WHAT TO PRODUCE: Can you retype the continental drift post below word for word, keeping every line as it appears?

#### PAGE

Slightly accelerated?! You're not kidding this kind of "accelerated
continental drift" would produce worldwide earthquakes and had the seas
boiling!!
The continents didn't break apart a few thousand years ago!
>Apart from anything else, large earth
> movements were an integral part of that drainage, and that is what gives
us
> the massive 'oligocene' water deposits that we are still drinking today.
for
> example there is one 450 metres beneath where I am sitting right now. It
is
> a massive underwater lake of good drinking water. During that latest drift
> the salts were also released into the seas that had not been salty up
until
> that time, and direct intervention was needed to enable certain kinds to
> begin osmoregulation, which is a feature that could never have evolved,
> because it is complex, you need to have it only if you are in a certain
> environment, and if you are in that environment without it, you die.
What you are saying is partly true, some of the salt did come from the
breaking up of the rocks/mountains but this was a very gradual process...not
something that just happened recently [< 4000 years].

########
#### GIVEN INFORMATION

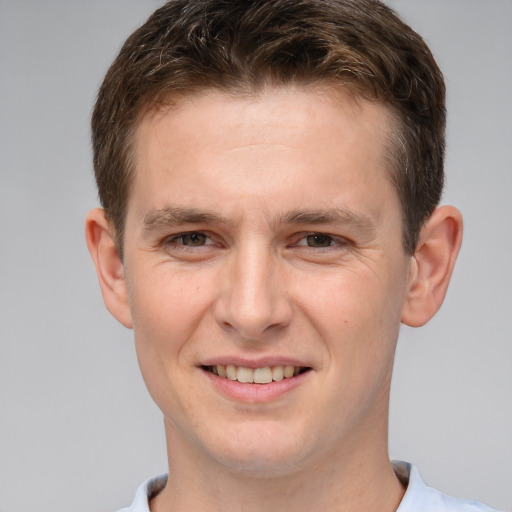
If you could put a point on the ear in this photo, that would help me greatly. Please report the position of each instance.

########

ANSWER TO THIS TASK:
Slightly accelerated?! You're not kidding this kind of "accelerated
continental drift" would produce worldwide earthquakes and had the seas
boiling!!
The continents didn't break apart a few thousand years ago!
>Apart from anything else, large earth
> movements were an integral part of that drainage, and that is what gives
us
> the massive 'oligocene' water deposits that we are still drinking today.
for
> example there is one 450 metres beneath where I am sitting right now. It
is
> a massive underwater lake of good drinking water. During that latest drift
> the salts were also released into the seas that had not been salty up
until
> that time, and direct intervention was needed to enable certain kinds to
> begin osmoregulation, which is a feature that could never have evolved,
> because it is complex, you need to have it only if you are in a certain
> environment, and if you are in that environment without it, you die.
What you are saying is partly true, some of the salt did come from the
breaking up of the rocks/mountains but this was a very gradual process...not
something that just happened recently [< 4000 years].